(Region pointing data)
···

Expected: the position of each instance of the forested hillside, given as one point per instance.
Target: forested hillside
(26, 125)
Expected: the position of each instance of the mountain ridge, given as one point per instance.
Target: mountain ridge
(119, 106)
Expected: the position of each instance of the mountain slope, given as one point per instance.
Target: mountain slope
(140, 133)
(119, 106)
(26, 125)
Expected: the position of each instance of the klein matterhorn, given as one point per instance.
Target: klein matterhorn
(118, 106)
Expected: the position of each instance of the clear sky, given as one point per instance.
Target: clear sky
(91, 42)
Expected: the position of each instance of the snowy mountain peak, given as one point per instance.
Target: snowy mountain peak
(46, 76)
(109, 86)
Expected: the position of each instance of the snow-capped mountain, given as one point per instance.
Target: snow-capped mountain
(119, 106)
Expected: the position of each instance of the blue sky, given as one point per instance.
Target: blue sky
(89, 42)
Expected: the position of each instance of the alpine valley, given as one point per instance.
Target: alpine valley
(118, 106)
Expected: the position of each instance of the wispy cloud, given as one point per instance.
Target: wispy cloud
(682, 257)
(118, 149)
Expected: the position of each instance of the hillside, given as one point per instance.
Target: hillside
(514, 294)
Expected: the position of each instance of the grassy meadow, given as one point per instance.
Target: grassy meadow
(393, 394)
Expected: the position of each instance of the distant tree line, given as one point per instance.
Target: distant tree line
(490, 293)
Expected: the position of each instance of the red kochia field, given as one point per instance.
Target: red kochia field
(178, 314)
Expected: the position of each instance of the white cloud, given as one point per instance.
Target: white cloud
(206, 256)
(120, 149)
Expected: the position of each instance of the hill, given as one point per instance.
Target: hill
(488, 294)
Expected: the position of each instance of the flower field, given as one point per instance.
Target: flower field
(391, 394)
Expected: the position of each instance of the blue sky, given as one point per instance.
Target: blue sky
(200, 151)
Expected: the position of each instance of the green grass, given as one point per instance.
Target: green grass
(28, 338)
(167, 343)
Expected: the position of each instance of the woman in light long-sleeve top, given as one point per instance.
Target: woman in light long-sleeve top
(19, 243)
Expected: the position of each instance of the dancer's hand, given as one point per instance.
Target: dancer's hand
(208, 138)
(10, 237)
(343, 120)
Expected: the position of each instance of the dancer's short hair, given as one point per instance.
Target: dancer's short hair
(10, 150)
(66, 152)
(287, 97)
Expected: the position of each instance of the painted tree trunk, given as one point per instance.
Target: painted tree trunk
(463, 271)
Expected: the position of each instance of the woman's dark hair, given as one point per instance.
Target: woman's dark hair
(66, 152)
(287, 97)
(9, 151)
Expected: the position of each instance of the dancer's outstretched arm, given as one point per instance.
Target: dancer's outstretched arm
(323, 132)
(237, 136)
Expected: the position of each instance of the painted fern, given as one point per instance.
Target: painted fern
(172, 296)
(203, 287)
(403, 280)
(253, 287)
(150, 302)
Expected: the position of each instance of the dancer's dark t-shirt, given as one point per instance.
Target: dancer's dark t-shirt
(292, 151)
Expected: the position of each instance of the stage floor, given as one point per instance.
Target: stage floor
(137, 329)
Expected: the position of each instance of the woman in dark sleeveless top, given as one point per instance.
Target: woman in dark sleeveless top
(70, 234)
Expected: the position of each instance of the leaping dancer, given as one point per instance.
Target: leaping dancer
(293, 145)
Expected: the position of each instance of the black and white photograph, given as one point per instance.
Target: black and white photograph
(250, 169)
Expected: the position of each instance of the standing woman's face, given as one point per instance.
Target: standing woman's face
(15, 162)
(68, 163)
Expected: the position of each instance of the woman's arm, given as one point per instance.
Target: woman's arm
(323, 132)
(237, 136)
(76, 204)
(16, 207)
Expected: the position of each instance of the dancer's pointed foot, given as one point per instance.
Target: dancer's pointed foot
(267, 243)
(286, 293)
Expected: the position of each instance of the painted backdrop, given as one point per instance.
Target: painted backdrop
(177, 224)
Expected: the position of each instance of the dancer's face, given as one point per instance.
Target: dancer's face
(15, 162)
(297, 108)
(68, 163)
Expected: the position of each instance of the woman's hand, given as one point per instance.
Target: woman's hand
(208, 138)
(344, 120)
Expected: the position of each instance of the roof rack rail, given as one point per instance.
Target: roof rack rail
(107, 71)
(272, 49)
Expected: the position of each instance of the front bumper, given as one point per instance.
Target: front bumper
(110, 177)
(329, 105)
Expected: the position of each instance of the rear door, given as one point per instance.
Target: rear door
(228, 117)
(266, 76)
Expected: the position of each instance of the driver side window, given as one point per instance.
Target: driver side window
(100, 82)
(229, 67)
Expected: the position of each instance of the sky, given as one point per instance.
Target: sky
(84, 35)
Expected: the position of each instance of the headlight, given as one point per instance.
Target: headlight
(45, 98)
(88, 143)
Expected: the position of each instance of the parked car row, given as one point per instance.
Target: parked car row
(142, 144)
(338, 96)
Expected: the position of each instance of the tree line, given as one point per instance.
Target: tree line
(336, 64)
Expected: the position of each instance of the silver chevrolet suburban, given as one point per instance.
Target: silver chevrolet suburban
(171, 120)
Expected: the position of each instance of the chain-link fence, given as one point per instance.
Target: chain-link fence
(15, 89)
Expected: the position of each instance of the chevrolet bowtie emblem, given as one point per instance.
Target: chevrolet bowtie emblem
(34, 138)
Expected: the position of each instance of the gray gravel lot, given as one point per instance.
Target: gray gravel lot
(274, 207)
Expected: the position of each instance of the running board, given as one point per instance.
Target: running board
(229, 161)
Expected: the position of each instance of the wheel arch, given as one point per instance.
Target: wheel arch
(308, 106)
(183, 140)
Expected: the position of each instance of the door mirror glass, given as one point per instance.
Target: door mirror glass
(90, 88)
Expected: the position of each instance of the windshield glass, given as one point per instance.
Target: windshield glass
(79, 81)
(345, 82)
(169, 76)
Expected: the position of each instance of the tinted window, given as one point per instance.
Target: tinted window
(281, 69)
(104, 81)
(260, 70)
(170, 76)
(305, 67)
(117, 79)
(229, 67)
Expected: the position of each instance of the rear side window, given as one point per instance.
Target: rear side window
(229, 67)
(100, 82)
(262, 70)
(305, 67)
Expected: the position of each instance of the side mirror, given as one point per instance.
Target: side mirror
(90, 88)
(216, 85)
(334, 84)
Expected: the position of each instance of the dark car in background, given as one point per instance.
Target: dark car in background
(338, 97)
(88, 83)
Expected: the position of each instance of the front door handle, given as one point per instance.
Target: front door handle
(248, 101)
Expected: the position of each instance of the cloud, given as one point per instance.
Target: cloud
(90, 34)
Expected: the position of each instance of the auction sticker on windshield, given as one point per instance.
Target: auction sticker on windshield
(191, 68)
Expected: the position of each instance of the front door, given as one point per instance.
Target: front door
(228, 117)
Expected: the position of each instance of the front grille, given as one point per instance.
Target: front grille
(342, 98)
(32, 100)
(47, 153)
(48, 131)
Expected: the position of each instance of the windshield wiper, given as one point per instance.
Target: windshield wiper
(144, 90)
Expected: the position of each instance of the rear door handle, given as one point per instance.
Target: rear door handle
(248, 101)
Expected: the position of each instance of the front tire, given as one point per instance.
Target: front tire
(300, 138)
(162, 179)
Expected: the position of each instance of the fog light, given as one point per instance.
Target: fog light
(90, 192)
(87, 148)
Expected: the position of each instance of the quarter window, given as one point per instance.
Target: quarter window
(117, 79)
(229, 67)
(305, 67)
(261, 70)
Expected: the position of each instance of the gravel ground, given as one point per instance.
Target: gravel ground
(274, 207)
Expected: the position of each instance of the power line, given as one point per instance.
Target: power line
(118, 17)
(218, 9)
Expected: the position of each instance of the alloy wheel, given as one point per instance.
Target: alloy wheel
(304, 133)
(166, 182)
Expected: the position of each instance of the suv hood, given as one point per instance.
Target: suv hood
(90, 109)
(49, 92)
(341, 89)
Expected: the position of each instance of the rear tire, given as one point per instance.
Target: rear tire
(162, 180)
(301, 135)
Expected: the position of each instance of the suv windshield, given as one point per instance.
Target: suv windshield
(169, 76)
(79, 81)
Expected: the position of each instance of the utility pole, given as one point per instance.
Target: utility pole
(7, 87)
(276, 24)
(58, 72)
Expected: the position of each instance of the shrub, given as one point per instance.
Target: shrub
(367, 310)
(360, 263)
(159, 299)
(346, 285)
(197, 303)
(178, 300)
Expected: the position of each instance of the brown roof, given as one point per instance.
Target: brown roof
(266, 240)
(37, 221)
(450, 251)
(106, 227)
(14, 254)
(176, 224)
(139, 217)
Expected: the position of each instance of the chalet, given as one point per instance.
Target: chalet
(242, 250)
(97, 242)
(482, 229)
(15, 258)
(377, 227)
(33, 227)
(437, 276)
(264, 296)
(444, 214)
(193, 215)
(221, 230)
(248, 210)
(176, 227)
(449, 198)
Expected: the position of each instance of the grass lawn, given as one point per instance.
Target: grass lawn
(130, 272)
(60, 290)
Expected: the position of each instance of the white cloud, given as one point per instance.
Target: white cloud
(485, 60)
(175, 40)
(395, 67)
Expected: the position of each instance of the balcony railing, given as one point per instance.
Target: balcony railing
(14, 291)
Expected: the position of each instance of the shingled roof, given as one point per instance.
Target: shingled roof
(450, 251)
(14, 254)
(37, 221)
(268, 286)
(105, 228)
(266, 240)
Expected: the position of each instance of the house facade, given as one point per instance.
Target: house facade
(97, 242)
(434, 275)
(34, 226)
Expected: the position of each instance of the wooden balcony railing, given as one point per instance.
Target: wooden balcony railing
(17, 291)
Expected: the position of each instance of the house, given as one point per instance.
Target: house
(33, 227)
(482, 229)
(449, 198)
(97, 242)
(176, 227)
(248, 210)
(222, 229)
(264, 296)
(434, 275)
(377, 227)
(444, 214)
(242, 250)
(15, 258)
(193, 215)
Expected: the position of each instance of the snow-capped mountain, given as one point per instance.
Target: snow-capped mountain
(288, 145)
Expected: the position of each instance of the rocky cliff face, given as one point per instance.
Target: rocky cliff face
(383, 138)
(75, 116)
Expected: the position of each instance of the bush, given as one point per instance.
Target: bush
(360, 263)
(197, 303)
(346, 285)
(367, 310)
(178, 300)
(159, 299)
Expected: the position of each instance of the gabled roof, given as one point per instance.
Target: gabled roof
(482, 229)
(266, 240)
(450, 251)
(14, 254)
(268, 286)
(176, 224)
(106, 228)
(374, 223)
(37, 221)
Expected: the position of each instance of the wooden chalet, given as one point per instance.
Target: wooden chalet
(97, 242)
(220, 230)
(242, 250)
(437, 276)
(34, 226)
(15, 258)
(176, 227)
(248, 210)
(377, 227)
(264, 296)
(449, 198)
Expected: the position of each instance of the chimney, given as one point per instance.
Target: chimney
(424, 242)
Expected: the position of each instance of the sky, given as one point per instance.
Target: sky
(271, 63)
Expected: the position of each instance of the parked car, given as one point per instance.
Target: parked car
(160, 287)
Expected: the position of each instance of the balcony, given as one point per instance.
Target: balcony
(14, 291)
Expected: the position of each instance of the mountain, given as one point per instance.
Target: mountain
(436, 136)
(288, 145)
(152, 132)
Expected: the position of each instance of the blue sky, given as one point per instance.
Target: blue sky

···

Copy the records above exactly, beginning at the line that contains "the balcony railing, given" and stopping after the line that contains "Expected: the position of each instance of the bush, given".

Expected: the position of each instance of the balcony railing, given as one point per instance.
Target: balcony railing
(14, 291)
Expected: the position of each instance of the shingled roof, given as one point per instance.
Target: shingled roof
(450, 251)
(14, 254)
(37, 221)
(268, 286)
(105, 228)
(266, 240)
Expected: the position of each instance of the house facade, given as one point per instance.
Target: house facade
(97, 242)
(434, 275)
(34, 226)
Expected: the position of each instance of the wooden balcony railing, given as one point per instance.
Target: wooden balcony railing
(17, 291)
Expected: the position of each instance of the house, given as one point per instance.
Target: house
(33, 227)
(482, 229)
(449, 198)
(97, 242)
(176, 227)
(248, 210)
(222, 229)
(264, 296)
(434, 275)
(377, 227)
(444, 214)
(242, 250)
(15, 258)
(193, 215)
Expected: the position of each instance of the snow-capped mountain, given as one point per instance.
Target: snow-capped mountain
(288, 145)
Expected: the position of each instance of the rocky cliff face, given as one point per instance.
Target: rocky cliff face
(383, 138)
(75, 116)
Expected: the position of each instance of the bush, given as one point per instance.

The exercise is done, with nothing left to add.